→ **Problem statement**:
Please convert the rows from the line with "handrail, that would help a great deal." to the line with "183 18 L 185" into a JSON list of strings, one string per line, leaving out blank lines.

→ **Items**:
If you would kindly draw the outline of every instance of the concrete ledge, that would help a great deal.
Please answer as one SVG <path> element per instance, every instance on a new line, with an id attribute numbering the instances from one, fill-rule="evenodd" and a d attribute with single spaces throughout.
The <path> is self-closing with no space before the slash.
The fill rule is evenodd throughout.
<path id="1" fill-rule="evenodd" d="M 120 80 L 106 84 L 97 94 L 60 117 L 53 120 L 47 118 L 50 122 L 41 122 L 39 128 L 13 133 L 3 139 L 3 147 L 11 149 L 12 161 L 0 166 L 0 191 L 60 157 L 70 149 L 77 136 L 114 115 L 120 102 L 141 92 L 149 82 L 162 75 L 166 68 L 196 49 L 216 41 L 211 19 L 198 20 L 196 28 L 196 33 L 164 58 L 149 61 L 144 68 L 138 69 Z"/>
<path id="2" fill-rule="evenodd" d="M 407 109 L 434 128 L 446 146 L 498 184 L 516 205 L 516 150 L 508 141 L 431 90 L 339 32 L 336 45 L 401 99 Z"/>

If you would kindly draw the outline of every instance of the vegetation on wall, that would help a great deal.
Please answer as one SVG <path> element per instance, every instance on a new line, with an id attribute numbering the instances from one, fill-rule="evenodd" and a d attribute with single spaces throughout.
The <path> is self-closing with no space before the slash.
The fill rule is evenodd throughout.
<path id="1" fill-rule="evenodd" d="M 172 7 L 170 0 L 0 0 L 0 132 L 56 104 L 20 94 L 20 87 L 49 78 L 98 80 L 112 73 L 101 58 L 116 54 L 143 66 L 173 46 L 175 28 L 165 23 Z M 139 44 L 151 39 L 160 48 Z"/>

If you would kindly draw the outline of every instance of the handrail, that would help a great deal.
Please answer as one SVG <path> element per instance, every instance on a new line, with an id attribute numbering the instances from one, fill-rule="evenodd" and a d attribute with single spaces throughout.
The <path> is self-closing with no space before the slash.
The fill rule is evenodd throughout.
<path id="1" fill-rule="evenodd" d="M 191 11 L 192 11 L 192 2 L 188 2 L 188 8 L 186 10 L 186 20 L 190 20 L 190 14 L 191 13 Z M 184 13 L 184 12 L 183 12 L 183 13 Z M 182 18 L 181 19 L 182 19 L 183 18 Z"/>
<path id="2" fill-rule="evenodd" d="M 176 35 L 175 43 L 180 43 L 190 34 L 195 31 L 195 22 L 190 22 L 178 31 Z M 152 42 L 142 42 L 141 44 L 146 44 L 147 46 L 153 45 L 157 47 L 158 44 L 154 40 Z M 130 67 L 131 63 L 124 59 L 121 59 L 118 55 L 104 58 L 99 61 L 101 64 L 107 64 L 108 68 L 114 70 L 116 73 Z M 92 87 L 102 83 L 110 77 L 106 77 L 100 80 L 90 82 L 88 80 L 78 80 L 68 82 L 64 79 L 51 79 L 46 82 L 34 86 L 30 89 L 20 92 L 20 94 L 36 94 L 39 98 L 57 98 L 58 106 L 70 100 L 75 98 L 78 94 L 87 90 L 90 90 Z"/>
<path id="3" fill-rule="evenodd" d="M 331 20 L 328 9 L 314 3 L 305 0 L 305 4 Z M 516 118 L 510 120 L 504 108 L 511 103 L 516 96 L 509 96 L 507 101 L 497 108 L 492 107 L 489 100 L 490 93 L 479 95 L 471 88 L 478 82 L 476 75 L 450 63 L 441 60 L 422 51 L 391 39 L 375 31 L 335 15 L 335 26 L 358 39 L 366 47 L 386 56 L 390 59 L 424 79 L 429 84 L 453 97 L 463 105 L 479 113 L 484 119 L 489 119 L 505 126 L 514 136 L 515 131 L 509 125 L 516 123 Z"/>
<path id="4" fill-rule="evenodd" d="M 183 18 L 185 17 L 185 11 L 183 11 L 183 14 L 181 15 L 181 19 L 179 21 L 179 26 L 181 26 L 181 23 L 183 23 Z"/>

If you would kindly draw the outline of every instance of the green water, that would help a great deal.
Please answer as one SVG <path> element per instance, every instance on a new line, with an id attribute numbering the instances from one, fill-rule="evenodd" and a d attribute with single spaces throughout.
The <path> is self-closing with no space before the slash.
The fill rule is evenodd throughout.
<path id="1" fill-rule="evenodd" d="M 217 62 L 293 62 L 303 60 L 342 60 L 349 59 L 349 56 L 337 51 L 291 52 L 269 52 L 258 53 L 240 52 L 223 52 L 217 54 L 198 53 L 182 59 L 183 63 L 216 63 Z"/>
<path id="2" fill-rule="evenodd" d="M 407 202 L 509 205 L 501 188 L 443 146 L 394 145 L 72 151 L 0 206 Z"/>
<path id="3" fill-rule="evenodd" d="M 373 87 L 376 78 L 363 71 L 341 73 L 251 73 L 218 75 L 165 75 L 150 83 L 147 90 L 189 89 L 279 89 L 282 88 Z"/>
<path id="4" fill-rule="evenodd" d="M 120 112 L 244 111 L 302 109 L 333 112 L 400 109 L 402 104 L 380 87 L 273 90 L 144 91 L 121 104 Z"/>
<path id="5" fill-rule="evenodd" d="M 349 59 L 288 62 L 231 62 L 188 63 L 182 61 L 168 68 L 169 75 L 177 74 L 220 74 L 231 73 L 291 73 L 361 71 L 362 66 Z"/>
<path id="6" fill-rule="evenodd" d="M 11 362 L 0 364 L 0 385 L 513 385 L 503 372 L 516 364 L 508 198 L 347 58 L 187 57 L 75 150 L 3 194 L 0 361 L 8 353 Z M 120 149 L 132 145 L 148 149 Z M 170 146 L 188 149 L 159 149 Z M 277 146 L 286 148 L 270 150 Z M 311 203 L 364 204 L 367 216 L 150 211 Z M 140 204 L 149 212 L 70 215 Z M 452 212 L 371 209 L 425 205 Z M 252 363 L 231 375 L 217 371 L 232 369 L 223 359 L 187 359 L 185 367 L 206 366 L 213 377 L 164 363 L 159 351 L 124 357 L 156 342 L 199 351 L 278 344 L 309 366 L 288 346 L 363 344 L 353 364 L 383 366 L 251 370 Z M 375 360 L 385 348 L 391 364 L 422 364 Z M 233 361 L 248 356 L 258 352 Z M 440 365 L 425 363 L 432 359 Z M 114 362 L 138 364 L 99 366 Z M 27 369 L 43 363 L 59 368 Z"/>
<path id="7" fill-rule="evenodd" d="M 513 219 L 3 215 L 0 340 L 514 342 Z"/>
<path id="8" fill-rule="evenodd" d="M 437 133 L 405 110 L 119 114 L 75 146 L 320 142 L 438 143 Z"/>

→ **Written answer**:
[
  "If you would kindly draw the outline of every instance of the handrail, that would help a great deal.",
  "Please answer as one SVG <path> element per instance, every instance on a new line, with an id attribute numbering the instances from one, fill-rule=\"evenodd\" and a d attribute with single spaces throughout.",
  "The <path> is self-closing with no space before the slash.",
  "The fill rule is evenodd throughout.",
  "<path id=\"1\" fill-rule=\"evenodd\" d=\"M 191 11 L 192 11 L 192 2 L 188 2 L 188 8 L 186 10 L 186 20 L 190 20 L 190 14 L 191 13 Z M 184 13 L 184 12 L 183 12 L 183 13 Z M 182 18 L 181 19 L 182 19 L 183 18 Z\"/>",
  "<path id=\"2\" fill-rule=\"evenodd\" d=\"M 176 35 L 175 43 L 180 43 L 190 34 L 195 31 L 195 22 L 190 22 L 178 31 Z M 152 42 L 142 42 L 141 44 L 146 44 L 147 46 L 153 45 L 157 47 L 158 44 L 154 40 Z M 130 67 L 131 63 L 124 59 L 121 59 L 118 55 L 104 58 L 99 61 L 101 64 L 107 64 L 108 68 L 114 70 L 116 73 Z M 92 87 L 102 83 L 110 77 L 106 77 L 100 80 L 90 82 L 88 80 L 78 80 L 68 82 L 64 79 L 51 79 L 46 82 L 34 86 L 30 89 L 20 92 L 20 94 L 36 94 L 39 98 L 57 98 L 58 106 L 70 100 L 75 98 L 78 94 L 87 90 L 90 90 Z\"/>",
  "<path id=\"3\" fill-rule=\"evenodd\" d=\"M 331 20 L 328 9 L 314 3 L 305 0 L 305 4 Z M 516 118 L 510 120 L 504 108 L 511 103 L 516 96 L 509 96 L 507 101 L 497 108 L 492 107 L 489 100 L 490 93 L 479 95 L 471 88 L 478 82 L 476 75 L 450 63 L 441 60 L 422 51 L 391 39 L 375 31 L 335 15 L 335 26 L 358 39 L 366 47 L 386 56 L 390 59 L 424 79 L 429 84 L 453 97 L 463 105 L 479 113 L 484 119 L 489 119 L 505 126 L 514 136 L 515 131 L 509 125 L 516 123 Z\"/>",
  "<path id=\"4\" fill-rule=\"evenodd\" d=\"M 183 18 L 185 17 L 185 11 L 183 11 L 183 14 L 181 15 L 181 19 L 179 21 L 179 26 L 181 26 L 181 23 L 183 23 Z\"/>"
]